Gather every line of the material below that contains the string "ceramic", matching case exactly.

::: Stored rows :::

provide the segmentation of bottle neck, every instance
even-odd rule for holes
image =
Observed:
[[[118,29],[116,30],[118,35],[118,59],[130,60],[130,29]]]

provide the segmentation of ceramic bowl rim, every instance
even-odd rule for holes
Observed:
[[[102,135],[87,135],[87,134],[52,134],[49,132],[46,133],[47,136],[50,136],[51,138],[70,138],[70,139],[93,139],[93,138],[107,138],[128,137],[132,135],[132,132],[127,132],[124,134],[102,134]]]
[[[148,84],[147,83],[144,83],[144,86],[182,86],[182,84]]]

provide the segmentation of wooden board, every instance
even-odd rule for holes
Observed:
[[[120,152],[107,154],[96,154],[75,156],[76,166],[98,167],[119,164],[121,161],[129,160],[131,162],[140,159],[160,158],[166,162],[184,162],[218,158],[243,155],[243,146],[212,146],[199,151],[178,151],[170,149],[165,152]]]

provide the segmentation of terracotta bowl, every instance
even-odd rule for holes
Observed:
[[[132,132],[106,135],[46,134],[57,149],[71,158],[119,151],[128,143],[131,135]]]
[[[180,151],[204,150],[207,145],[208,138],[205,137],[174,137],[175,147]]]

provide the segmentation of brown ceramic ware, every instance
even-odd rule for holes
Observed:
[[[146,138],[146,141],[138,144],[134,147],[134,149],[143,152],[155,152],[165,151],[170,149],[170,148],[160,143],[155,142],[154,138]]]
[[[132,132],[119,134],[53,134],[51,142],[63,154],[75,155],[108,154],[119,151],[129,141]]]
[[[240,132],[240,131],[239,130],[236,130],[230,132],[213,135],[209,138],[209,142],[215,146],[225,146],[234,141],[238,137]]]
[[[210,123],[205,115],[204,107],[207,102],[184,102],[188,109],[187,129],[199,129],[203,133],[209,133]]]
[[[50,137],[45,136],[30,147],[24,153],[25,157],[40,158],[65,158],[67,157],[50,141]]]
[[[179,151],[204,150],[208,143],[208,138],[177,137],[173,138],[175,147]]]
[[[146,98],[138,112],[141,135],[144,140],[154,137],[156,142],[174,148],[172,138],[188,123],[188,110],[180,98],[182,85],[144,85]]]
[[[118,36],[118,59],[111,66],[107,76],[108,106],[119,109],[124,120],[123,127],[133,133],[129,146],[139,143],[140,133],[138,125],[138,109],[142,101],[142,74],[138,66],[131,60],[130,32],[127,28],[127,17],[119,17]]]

:::

### Result of the exercise:
provide the segmentation of ceramic bowl rim, every instance
provide the segmentation of brown ceramic ware, every instance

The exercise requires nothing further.